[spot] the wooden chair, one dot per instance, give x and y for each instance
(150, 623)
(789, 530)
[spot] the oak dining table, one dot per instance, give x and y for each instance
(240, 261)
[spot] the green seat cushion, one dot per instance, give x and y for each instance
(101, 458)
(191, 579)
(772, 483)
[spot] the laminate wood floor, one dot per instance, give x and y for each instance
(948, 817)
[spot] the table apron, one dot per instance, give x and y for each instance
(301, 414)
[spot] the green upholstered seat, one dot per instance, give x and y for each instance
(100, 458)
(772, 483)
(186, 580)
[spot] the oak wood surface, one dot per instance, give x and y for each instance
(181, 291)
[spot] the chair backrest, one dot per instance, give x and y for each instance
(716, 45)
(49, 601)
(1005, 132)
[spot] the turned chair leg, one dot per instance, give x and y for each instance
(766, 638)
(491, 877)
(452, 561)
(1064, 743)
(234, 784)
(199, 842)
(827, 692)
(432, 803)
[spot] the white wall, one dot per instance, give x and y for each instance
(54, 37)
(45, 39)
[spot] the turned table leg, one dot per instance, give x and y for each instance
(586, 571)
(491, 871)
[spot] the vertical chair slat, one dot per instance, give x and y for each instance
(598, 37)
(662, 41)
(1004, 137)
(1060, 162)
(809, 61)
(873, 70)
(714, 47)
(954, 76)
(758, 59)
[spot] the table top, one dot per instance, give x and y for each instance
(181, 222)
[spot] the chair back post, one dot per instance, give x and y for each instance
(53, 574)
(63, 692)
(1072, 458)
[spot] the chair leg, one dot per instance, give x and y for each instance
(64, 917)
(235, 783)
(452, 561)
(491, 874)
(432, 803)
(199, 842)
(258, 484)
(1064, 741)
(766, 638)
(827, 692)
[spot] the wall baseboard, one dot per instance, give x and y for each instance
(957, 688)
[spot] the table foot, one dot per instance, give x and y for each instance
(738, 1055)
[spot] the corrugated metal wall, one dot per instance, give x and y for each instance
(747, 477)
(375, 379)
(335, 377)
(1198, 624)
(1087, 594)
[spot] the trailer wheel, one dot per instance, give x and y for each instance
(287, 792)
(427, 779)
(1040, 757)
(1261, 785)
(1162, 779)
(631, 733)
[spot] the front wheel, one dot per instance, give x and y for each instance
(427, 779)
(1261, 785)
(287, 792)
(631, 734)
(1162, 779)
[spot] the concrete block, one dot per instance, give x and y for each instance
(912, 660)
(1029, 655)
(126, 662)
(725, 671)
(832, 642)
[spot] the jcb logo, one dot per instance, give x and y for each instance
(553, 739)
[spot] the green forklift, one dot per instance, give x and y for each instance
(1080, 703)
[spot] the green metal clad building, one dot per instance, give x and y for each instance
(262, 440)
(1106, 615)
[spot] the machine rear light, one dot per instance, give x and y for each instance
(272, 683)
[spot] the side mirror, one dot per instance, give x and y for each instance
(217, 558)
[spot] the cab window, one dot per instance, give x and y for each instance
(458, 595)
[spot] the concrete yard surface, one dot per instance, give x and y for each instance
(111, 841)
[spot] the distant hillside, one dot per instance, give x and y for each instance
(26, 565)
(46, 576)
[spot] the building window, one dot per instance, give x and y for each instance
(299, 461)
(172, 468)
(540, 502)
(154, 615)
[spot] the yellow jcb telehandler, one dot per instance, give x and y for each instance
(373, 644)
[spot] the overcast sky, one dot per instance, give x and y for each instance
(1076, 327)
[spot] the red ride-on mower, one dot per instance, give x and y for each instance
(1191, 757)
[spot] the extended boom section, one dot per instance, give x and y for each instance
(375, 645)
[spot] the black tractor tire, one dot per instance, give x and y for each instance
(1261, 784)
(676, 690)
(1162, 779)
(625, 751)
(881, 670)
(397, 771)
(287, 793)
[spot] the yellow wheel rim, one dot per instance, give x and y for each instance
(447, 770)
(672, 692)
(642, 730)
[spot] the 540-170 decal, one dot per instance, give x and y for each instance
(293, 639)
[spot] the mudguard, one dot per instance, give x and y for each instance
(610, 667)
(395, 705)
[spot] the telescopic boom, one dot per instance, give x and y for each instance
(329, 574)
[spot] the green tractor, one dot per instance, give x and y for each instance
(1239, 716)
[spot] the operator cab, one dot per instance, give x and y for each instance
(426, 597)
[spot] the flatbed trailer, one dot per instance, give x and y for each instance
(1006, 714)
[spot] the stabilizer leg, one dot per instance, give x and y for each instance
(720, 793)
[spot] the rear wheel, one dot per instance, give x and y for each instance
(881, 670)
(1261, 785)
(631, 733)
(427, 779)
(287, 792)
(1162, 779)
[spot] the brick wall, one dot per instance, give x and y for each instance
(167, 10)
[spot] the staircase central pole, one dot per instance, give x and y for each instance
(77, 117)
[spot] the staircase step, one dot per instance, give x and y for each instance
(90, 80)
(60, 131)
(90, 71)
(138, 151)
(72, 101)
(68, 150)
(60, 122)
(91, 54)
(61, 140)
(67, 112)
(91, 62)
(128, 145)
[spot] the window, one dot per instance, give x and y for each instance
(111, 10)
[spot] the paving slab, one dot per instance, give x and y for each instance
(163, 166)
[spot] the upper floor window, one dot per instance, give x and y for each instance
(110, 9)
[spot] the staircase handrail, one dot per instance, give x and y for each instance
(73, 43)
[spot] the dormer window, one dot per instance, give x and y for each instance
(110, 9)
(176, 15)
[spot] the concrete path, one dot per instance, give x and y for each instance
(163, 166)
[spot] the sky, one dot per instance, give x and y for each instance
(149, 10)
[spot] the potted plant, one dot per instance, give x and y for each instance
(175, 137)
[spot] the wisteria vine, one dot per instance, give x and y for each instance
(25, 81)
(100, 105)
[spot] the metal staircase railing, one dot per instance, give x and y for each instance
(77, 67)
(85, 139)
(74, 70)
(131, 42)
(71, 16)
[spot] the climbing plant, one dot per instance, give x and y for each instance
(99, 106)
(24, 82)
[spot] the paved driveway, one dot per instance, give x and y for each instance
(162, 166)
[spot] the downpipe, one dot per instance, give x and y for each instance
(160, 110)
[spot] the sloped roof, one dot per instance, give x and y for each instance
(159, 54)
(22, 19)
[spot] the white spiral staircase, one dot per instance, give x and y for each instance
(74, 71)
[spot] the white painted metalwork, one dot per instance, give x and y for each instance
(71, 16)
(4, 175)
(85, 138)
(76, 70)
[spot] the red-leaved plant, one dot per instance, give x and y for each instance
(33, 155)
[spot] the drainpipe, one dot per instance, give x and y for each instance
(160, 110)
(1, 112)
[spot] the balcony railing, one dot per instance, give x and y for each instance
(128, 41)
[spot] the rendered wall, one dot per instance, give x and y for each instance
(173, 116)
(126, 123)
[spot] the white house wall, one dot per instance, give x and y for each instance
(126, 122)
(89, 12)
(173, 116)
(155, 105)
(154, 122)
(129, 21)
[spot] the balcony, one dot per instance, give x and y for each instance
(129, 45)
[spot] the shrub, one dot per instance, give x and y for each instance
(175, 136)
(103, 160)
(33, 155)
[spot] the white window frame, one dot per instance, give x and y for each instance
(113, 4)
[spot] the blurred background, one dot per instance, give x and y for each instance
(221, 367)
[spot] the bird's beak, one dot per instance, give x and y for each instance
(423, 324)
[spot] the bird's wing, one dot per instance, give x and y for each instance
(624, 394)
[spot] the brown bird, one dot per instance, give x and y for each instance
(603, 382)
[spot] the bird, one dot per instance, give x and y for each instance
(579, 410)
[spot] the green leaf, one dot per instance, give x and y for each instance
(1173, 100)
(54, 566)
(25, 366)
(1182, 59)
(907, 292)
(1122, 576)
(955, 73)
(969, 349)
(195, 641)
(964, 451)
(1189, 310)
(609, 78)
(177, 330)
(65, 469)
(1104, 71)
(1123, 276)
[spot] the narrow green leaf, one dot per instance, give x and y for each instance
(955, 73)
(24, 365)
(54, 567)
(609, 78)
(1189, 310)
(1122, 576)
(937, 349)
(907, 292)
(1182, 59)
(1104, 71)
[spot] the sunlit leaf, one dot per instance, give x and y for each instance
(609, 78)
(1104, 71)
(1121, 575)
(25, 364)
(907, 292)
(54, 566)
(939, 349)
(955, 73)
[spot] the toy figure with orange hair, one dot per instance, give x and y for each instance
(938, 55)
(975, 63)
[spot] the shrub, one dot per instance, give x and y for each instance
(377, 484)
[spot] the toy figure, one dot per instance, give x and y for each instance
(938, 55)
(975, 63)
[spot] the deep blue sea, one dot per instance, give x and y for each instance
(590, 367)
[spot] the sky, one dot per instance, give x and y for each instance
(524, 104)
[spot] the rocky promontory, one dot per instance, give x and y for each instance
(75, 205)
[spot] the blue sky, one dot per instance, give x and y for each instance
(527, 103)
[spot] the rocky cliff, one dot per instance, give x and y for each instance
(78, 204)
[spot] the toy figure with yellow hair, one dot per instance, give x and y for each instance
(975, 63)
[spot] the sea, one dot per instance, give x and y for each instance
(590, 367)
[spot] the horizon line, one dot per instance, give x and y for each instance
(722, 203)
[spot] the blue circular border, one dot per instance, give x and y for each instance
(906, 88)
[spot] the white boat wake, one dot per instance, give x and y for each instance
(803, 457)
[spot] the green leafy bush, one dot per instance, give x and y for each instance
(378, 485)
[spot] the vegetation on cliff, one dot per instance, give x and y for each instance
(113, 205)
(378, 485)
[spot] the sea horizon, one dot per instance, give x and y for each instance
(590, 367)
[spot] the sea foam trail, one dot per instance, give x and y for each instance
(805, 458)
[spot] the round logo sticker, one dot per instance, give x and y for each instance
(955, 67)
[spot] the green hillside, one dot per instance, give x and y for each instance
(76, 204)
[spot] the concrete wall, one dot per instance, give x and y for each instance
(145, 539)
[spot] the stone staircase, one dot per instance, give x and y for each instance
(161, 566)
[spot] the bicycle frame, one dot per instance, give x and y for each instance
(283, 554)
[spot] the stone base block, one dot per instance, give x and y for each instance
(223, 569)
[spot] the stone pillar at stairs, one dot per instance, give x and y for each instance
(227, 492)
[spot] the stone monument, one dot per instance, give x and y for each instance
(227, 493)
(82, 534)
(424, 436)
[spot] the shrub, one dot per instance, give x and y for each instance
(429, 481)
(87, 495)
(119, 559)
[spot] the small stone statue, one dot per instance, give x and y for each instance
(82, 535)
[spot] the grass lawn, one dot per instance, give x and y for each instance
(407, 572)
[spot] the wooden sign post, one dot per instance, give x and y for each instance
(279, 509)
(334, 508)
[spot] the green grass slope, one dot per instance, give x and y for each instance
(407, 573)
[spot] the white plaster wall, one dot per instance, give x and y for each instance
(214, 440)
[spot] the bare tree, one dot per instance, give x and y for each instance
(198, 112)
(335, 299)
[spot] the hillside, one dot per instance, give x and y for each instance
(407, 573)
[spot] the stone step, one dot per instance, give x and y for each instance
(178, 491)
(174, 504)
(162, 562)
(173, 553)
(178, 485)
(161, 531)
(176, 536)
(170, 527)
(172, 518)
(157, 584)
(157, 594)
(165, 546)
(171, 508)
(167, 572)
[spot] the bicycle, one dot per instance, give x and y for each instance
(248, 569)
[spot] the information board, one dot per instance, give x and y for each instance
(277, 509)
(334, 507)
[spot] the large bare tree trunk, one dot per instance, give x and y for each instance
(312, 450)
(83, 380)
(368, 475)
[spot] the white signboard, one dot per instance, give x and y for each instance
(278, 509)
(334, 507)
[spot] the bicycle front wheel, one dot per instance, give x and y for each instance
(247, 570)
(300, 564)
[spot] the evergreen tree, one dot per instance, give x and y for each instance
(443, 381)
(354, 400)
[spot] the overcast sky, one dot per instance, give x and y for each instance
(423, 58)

-------

• _Поставленная задача_
Обнови записи, начиная с самого начала и заканчивая строкой, где стоит «(1005, 132)»: везде замени «green» на «blue», остальное оставь без изменений. Выведи только эти строки.

• _Результат ниже_
[spot] the wooden chair, one dot per instance, give x and y for each instance
(150, 623)
(789, 530)
[spot] the oak dining table, one dot per instance, give x and y for each instance
(240, 261)
[spot] the blue seat cushion, one dot per instance, give x and y for each instance
(101, 458)
(191, 579)
(772, 483)
[spot] the laminate wood floor, one dot per instance, give x and y for each instance
(948, 817)
[spot] the table apron, one dot per instance, give x and y for each instance
(301, 414)
[spot] the blue upholstered seat, one dot per instance, give x and y for each instance
(100, 458)
(772, 483)
(186, 580)
[spot] the oak wood surface, one dot per instance, give x and y for each instance
(181, 291)
[spot] the chair backrest, one dot per instance, give x and y for each instance
(716, 45)
(49, 601)
(1005, 132)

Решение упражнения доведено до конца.